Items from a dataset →
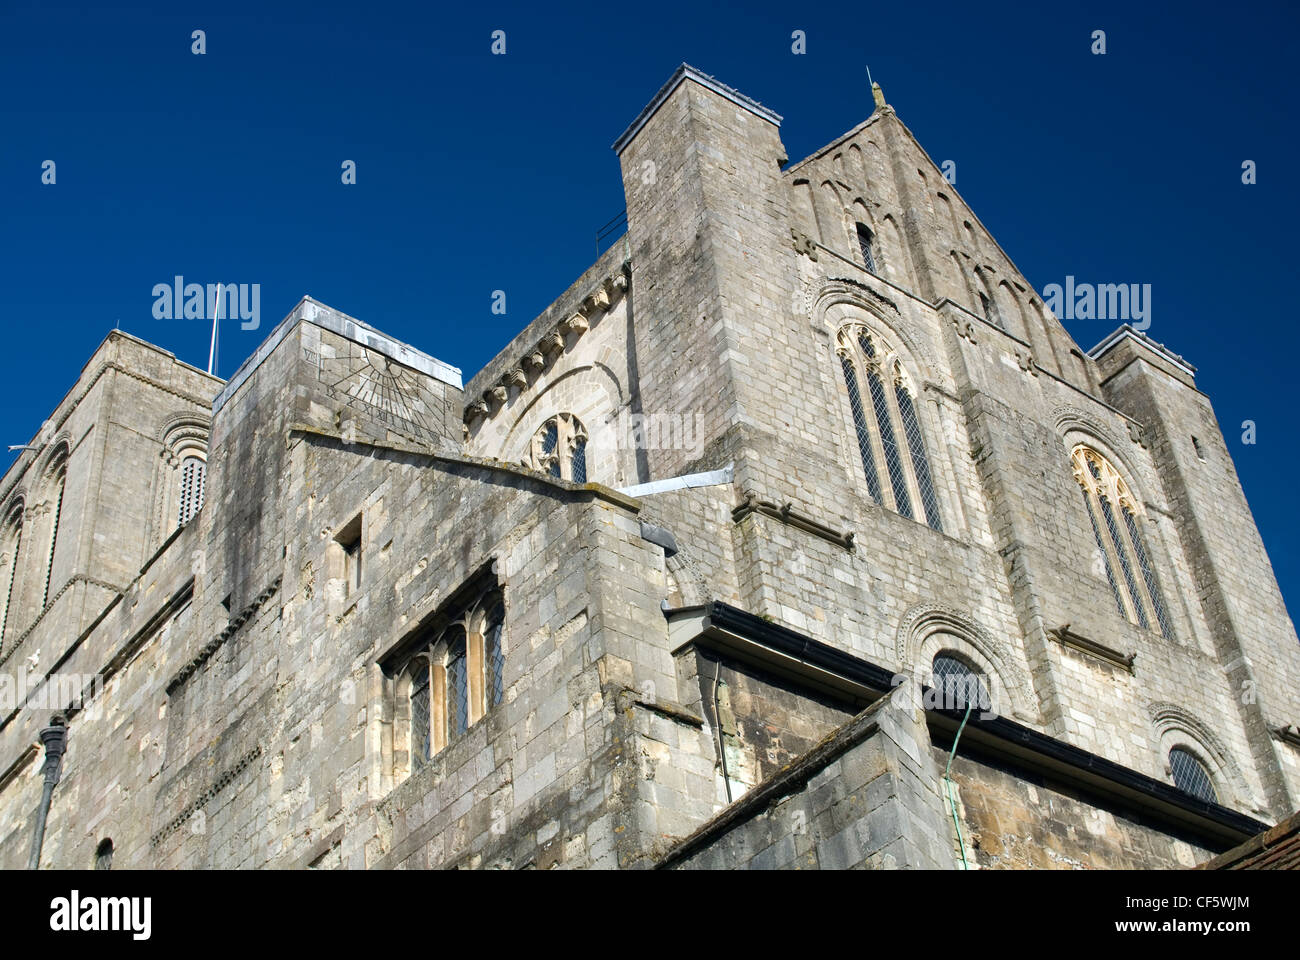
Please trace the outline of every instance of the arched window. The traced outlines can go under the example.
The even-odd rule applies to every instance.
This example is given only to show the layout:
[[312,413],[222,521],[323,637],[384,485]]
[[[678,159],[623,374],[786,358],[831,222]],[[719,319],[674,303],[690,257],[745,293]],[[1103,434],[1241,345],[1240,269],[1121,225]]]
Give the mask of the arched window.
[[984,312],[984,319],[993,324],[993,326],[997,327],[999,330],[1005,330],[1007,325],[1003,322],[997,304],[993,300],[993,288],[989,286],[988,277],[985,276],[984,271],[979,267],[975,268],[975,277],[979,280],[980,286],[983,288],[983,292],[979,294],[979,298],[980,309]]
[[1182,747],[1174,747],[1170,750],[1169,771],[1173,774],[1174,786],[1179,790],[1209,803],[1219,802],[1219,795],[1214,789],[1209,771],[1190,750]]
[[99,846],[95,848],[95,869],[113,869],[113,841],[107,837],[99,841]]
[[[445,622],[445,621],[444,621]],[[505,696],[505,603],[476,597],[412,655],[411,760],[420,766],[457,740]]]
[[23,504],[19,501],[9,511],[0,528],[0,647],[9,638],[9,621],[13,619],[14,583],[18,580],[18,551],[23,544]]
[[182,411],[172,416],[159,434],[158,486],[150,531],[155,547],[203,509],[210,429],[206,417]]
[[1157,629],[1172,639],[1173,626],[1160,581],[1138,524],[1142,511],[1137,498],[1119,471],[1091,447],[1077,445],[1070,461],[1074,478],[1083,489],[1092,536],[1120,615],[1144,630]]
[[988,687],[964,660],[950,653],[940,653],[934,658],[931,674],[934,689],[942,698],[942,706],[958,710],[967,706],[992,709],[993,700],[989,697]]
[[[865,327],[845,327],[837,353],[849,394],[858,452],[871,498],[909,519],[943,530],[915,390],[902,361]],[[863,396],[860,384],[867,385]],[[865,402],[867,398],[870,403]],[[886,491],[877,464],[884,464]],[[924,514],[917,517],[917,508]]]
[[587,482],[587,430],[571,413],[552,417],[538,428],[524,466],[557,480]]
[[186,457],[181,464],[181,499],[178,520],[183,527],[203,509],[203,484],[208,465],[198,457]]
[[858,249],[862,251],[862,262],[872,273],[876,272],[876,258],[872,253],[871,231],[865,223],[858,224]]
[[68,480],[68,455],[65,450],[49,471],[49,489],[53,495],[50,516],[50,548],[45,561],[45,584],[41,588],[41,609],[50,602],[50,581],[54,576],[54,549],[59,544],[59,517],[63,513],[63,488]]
--
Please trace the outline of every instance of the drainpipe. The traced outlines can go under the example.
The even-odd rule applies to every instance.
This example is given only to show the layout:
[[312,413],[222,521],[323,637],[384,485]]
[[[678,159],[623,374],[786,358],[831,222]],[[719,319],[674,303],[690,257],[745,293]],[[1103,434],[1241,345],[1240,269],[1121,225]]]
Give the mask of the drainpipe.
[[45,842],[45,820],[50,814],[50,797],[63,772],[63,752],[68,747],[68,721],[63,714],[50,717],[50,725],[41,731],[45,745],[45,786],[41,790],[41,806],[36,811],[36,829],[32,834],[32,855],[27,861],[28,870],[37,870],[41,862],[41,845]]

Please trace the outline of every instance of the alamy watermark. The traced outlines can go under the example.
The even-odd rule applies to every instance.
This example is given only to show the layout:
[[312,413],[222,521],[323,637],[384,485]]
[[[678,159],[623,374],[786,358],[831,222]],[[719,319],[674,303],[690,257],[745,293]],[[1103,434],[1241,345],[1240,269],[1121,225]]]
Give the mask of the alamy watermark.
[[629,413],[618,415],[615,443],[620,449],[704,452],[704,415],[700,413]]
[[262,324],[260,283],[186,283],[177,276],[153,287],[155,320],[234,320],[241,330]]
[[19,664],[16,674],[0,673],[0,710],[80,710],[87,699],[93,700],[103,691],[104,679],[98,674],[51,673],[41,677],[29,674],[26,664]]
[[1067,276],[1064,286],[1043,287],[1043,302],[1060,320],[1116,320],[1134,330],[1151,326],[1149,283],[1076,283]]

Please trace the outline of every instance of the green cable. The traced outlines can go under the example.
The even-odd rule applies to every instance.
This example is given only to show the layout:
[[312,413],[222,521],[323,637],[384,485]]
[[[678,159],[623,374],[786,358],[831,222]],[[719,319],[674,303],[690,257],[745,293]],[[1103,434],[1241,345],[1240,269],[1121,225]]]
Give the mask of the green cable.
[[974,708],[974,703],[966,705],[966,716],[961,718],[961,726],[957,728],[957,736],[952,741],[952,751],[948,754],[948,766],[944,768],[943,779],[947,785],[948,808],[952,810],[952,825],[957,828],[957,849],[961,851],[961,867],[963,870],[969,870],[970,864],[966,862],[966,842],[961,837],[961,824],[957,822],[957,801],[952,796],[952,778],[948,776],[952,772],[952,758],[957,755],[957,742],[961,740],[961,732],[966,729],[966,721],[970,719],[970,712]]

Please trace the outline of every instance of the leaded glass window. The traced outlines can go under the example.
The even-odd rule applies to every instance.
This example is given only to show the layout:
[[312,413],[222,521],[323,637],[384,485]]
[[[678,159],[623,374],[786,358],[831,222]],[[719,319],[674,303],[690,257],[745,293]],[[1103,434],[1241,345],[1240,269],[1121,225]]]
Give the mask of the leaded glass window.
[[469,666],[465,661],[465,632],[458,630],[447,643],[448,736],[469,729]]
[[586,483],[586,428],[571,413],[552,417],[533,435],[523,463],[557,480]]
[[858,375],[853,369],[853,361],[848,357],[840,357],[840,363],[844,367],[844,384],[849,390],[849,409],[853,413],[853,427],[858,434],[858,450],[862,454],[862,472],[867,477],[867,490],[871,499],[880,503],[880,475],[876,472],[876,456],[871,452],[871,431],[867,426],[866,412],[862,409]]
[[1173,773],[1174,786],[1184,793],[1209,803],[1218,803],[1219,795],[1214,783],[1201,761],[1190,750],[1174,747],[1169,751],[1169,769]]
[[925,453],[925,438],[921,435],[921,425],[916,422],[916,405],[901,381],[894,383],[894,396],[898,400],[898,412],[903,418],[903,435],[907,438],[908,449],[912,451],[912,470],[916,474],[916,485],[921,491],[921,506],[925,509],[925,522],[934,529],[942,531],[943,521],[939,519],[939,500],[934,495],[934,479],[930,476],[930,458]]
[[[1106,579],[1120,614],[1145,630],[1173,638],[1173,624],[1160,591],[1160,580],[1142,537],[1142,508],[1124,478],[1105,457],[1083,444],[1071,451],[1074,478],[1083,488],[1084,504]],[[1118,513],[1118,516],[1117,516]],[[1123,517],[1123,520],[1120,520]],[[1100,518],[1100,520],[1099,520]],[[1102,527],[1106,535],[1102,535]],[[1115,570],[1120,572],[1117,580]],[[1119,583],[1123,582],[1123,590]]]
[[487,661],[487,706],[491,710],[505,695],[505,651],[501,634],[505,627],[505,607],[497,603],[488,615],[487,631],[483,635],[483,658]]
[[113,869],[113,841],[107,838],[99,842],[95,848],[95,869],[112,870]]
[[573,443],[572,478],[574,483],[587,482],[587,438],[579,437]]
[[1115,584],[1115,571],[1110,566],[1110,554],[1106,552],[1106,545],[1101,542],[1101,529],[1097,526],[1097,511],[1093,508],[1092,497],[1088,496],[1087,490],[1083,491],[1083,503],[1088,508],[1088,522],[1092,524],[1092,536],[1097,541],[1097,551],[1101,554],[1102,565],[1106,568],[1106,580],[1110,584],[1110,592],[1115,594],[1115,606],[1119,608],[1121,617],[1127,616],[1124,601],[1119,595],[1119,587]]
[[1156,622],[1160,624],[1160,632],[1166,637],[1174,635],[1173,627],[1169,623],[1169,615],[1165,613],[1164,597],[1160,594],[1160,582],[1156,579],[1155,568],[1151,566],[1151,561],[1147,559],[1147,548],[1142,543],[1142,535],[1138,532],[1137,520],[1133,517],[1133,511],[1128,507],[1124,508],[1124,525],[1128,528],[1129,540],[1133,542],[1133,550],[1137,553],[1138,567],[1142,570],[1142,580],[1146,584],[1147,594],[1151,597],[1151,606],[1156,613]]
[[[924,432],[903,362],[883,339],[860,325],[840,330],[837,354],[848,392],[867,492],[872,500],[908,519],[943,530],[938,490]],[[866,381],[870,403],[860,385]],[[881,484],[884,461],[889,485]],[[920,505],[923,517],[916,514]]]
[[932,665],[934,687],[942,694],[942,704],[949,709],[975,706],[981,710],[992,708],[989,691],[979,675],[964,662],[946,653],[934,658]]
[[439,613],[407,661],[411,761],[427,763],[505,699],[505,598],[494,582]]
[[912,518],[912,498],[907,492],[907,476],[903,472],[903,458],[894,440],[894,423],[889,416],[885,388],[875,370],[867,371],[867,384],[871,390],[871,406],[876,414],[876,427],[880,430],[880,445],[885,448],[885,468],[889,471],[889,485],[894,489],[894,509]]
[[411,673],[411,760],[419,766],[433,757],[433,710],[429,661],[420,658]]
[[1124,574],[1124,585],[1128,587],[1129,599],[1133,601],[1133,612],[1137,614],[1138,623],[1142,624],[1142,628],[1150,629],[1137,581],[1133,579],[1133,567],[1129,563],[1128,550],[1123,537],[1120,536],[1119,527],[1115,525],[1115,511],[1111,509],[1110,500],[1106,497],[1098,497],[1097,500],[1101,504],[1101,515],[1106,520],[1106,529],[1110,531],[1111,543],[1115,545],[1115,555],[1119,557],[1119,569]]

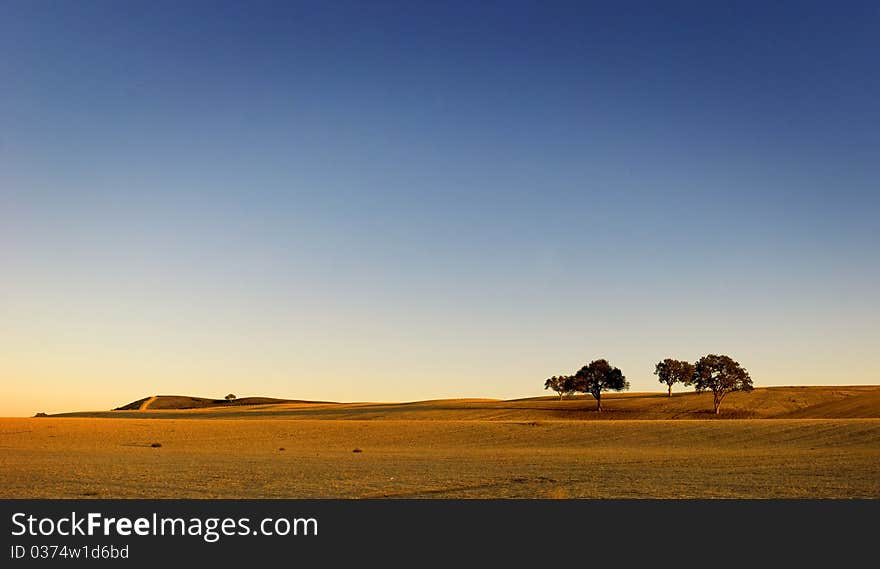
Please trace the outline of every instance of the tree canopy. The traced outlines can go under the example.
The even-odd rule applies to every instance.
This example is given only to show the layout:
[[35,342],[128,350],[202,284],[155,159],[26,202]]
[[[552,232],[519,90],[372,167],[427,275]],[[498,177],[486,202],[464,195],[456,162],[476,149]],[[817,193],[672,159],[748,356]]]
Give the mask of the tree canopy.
==
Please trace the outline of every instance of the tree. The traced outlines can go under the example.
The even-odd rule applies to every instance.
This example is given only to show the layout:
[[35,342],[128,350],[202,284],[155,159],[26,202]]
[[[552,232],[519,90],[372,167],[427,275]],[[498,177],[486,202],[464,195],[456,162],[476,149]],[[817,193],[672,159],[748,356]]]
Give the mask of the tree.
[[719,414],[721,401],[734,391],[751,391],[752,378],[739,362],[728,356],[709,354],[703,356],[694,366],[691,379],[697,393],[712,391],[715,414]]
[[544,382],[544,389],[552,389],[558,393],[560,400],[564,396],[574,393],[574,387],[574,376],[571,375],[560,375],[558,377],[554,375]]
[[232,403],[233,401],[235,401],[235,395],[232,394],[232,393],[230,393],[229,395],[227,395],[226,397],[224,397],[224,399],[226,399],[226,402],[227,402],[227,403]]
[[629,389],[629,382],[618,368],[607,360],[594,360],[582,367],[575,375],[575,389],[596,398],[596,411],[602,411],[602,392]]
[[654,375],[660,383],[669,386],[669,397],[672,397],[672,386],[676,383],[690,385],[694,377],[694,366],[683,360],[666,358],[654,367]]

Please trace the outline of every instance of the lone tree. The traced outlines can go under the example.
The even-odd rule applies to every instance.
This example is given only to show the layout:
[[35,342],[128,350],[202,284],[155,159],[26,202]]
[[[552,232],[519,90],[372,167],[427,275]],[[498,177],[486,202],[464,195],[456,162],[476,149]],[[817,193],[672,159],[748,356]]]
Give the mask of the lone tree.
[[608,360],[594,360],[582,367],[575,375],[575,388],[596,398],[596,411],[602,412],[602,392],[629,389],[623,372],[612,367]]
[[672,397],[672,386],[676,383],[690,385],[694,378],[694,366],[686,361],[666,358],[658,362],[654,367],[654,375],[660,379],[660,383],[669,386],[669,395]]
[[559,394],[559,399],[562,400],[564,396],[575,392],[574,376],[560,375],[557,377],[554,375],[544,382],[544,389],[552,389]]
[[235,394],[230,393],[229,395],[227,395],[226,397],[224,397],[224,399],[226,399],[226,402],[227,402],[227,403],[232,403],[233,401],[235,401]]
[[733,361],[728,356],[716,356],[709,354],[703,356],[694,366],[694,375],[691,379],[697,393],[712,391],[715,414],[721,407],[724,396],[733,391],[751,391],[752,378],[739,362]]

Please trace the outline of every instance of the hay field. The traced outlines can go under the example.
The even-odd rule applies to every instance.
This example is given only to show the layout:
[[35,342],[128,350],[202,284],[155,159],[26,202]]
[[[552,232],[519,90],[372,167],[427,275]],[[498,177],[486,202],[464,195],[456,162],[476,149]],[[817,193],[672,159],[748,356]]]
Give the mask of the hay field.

TASK GOAL →
In the records above, some lines hold the word "field"; copy each such line.

EXPECTED OUTPUT →
Please trace the outline of every instance of the hay field. The traced outlines can go under the example.
Give the mask of the hay field.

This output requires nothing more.